— Exercise —
Establish how many lines in the material below include the word "sleeve", then give the count alone.

— Material for the task —
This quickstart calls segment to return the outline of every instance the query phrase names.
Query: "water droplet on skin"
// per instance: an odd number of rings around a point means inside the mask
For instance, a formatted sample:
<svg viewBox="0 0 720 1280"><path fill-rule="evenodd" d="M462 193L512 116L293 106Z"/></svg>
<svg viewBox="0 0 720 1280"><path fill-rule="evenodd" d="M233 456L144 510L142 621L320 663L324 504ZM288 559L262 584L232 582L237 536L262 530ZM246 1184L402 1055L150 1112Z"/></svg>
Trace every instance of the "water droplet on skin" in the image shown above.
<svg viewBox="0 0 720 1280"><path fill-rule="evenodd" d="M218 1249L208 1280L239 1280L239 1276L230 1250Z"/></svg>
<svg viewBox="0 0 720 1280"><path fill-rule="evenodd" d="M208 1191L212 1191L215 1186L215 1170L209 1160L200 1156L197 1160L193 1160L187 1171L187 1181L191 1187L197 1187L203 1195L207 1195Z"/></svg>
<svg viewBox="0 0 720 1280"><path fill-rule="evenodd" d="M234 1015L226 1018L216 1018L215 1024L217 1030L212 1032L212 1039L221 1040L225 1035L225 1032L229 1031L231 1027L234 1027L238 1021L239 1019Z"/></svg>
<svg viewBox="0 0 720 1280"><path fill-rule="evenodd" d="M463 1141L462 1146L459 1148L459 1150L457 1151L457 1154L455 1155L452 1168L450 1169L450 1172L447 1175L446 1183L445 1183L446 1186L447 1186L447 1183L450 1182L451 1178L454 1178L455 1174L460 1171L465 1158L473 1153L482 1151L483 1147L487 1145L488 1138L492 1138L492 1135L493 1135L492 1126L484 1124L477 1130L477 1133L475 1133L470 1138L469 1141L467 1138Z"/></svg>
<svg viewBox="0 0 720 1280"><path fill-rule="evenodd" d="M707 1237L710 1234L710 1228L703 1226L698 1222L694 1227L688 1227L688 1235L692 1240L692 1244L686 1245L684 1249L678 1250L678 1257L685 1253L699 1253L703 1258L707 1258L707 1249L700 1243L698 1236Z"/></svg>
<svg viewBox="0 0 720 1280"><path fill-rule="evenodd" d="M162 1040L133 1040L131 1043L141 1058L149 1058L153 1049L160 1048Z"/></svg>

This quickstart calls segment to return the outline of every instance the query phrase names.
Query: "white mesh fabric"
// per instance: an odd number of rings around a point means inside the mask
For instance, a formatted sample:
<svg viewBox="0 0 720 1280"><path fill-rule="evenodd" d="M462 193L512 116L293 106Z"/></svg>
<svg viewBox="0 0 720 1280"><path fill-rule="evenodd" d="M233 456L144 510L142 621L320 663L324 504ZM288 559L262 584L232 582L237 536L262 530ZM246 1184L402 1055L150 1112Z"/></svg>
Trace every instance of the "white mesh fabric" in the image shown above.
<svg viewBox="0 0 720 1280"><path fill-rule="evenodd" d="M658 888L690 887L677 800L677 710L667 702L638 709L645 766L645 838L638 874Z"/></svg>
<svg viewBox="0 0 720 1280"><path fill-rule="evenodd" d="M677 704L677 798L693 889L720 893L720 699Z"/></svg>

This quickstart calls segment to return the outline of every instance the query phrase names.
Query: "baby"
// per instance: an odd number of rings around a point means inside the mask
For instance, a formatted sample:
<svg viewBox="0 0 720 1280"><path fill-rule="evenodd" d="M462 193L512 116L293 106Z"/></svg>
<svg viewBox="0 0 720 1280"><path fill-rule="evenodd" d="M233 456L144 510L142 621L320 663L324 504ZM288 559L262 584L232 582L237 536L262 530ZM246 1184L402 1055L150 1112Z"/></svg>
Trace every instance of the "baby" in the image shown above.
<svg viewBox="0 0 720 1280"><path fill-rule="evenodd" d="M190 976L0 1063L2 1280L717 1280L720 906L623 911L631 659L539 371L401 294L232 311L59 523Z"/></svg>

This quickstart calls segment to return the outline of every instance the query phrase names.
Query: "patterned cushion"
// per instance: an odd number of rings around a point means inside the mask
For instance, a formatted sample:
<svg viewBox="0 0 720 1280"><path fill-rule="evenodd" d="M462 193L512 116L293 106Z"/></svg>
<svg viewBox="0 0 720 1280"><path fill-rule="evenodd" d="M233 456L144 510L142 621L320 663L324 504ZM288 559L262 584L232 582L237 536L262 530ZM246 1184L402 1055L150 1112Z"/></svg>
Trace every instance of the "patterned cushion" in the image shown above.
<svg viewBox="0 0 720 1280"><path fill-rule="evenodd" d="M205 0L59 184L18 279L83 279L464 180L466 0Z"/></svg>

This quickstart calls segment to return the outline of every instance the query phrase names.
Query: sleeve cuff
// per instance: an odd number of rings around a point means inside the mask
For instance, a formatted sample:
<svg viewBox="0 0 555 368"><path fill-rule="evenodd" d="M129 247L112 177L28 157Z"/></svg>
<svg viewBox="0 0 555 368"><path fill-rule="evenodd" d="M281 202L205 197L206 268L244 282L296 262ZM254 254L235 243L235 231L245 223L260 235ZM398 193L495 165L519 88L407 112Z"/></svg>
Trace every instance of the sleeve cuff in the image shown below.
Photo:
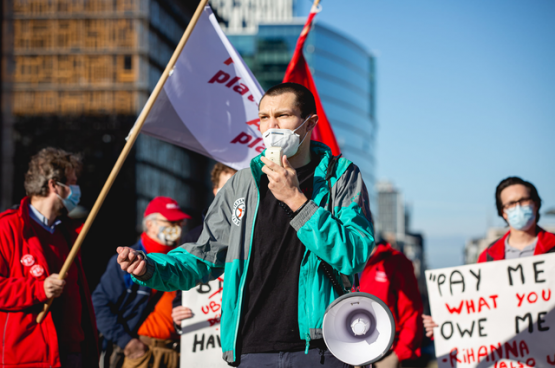
<svg viewBox="0 0 555 368"><path fill-rule="evenodd" d="M154 264L154 261L148 257L145 258L146 260L146 272L144 275L142 276L135 276L132 275L133 278L139 280L139 281L148 281L152 278L152 276L154 275L154 271L156 270L156 265Z"/></svg>
<svg viewBox="0 0 555 368"><path fill-rule="evenodd" d="M299 231L304 224L307 223L308 220L316 213L318 210L318 206L314 203L313 200L308 201L303 209L295 216L293 220L291 220L290 224L293 226L295 231Z"/></svg>
<svg viewBox="0 0 555 368"><path fill-rule="evenodd" d="M131 341L132 339L133 339L133 336L124 334L123 336L120 336L118 338L117 344L120 348L125 349L127 344L129 344L129 341Z"/></svg>
<svg viewBox="0 0 555 368"><path fill-rule="evenodd" d="M420 350L420 349L417 349L417 350ZM396 346L393 349L393 352L395 353L395 355L397 355L397 358L399 359L399 361L402 362L403 360L412 359L413 357L414 358L419 357L420 354L417 353L417 350L412 351L411 349L405 346Z"/></svg>
<svg viewBox="0 0 555 368"><path fill-rule="evenodd" d="M44 280L37 280L36 284L36 293L37 293L37 300L40 303L44 303L48 300L48 297L46 296L46 292L44 291Z"/></svg>

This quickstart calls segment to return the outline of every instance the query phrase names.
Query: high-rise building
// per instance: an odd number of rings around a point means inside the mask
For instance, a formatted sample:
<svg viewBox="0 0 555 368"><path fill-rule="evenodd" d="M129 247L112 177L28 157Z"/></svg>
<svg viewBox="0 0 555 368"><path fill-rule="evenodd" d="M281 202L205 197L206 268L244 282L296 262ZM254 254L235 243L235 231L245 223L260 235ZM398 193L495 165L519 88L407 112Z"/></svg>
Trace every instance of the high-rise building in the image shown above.
<svg viewBox="0 0 555 368"><path fill-rule="evenodd" d="M403 201L403 194L393 183L380 181L376 184L378 210L375 216L376 238L385 240L394 248L402 251L412 261L414 273L418 280L423 301L427 295L426 257L424 254L424 236L410 229L411 210Z"/></svg>
<svg viewBox="0 0 555 368"><path fill-rule="evenodd" d="M46 146L84 154L81 202L92 207L198 3L2 1L0 210L25 195L30 156ZM116 246L136 240L153 197L174 197L197 215L189 225L199 222L211 200L211 163L139 137L83 246L91 284Z"/></svg>
<svg viewBox="0 0 555 368"><path fill-rule="evenodd" d="M378 211L376 233L384 238L401 239L405 232L405 204L403 194L388 181L376 184Z"/></svg>
<svg viewBox="0 0 555 368"><path fill-rule="evenodd" d="M231 43L263 89L281 83L306 21L299 0L215 0ZM316 18L317 19L317 18ZM316 21L305 57L342 154L361 169L374 202L375 59L356 40Z"/></svg>

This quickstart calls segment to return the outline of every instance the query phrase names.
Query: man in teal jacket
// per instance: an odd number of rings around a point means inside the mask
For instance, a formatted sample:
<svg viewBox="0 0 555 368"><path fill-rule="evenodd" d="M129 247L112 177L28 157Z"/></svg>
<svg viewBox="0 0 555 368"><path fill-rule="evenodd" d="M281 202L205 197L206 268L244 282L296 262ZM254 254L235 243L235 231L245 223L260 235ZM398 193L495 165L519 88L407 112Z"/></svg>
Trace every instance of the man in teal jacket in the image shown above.
<svg viewBox="0 0 555 368"><path fill-rule="evenodd" d="M374 235L358 167L340 158L328 170L330 149L309 139L315 113L314 97L301 85L268 90L260 131L267 147L283 148L282 166L263 152L235 174L196 243L167 255L118 248L122 269L156 290L188 290L225 271L221 344L231 365L343 366L322 340L324 312L338 295L321 264L338 282L340 273L362 271Z"/></svg>

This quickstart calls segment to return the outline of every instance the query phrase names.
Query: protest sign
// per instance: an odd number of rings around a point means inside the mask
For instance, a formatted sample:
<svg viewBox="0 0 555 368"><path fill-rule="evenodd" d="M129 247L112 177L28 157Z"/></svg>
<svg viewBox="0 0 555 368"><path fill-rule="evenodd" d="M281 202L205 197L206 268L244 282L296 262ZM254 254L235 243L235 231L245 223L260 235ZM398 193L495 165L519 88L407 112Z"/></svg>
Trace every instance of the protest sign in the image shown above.
<svg viewBox="0 0 555 368"><path fill-rule="evenodd" d="M426 271L439 368L555 366L555 254Z"/></svg>
<svg viewBox="0 0 555 368"><path fill-rule="evenodd" d="M224 276L183 292L183 305L193 317L181 324L181 366L187 368L228 367L222 359L220 317Z"/></svg>

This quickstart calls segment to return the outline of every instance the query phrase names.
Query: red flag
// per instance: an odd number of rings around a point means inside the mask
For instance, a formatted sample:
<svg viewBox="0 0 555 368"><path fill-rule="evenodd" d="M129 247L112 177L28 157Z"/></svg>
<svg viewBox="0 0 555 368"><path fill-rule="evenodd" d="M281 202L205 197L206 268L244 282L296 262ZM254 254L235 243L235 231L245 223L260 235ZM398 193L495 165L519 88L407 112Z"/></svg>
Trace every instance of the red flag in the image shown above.
<svg viewBox="0 0 555 368"><path fill-rule="evenodd" d="M338 155L340 151L339 146L337 145L337 140L335 139L335 134L333 134L330 122L326 117L324 107L322 106L322 102L320 101L320 96L318 95L318 91L316 90L316 85L314 84L314 80L312 79L312 74L310 73L310 69L308 68L308 64L306 63L303 55L303 46L306 41L306 37L308 36L308 32L310 32L310 28L312 27L312 20L314 19L316 13L316 9L312 8L310 14L308 15L308 19L306 20L306 24L304 25L303 31L301 32L299 40L297 41L295 53L293 54L293 57L289 62L289 66L285 71L283 82L302 84L312 92L312 94L314 95L314 99L316 100L316 114L318 115L318 124L316 124L314 130L312 130L311 139L324 143L331 148L331 151L334 155Z"/></svg>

— Answer space —
2